Please list every line of the records that contains the word "outlet".

#####

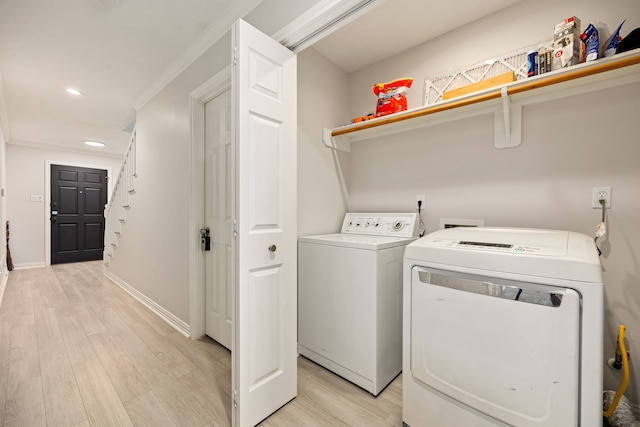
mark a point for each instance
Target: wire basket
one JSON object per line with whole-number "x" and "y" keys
{"x": 435, "y": 87}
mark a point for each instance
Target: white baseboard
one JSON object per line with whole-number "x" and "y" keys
{"x": 26, "y": 265}
{"x": 164, "y": 314}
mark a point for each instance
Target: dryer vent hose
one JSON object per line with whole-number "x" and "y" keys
{"x": 619, "y": 413}
{"x": 623, "y": 414}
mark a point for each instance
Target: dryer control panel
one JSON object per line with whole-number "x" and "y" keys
{"x": 381, "y": 224}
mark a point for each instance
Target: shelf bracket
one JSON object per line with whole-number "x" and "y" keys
{"x": 340, "y": 143}
{"x": 508, "y": 123}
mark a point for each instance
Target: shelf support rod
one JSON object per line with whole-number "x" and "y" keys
{"x": 335, "y": 142}
{"x": 506, "y": 114}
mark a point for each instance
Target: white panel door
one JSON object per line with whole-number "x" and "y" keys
{"x": 264, "y": 350}
{"x": 217, "y": 213}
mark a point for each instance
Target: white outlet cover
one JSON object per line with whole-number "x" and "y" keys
{"x": 595, "y": 200}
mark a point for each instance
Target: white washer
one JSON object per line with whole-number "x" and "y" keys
{"x": 502, "y": 327}
{"x": 350, "y": 297}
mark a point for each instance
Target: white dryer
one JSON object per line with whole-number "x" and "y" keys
{"x": 502, "y": 327}
{"x": 350, "y": 297}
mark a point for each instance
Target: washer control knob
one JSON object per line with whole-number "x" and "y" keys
{"x": 397, "y": 225}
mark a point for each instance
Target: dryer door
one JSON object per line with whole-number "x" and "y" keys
{"x": 507, "y": 349}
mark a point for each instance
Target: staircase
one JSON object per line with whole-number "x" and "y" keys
{"x": 115, "y": 212}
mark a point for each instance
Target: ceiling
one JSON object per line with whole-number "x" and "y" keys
{"x": 115, "y": 51}
{"x": 393, "y": 26}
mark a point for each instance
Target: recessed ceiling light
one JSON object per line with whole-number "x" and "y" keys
{"x": 94, "y": 143}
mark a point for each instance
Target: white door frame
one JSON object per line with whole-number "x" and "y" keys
{"x": 197, "y": 100}
{"x": 47, "y": 198}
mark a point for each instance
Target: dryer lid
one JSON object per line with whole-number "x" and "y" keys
{"x": 536, "y": 252}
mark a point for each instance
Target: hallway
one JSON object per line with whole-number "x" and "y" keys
{"x": 76, "y": 350}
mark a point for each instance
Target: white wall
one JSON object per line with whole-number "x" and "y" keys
{"x": 26, "y": 175}
{"x": 569, "y": 146}
{"x": 523, "y": 24}
{"x": 322, "y": 102}
{"x": 3, "y": 208}
{"x": 152, "y": 254}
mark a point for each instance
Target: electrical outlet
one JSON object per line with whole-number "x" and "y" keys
{"x": 599, "y": 193}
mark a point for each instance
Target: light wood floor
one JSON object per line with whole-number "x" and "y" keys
{"x": 76, "y": 350}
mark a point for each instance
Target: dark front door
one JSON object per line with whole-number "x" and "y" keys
{"x": 78, "y": 197}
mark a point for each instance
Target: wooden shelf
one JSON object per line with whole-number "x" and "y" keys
{"x": 505, "y": 101}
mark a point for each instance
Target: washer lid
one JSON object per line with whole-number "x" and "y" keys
{"x": 545, "y": 253}
{"x": 357, "y": 241}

#####

▸ **RESPONSE TO THE EXERCISE**:
Target: white outlet cover
Target: electrical outlet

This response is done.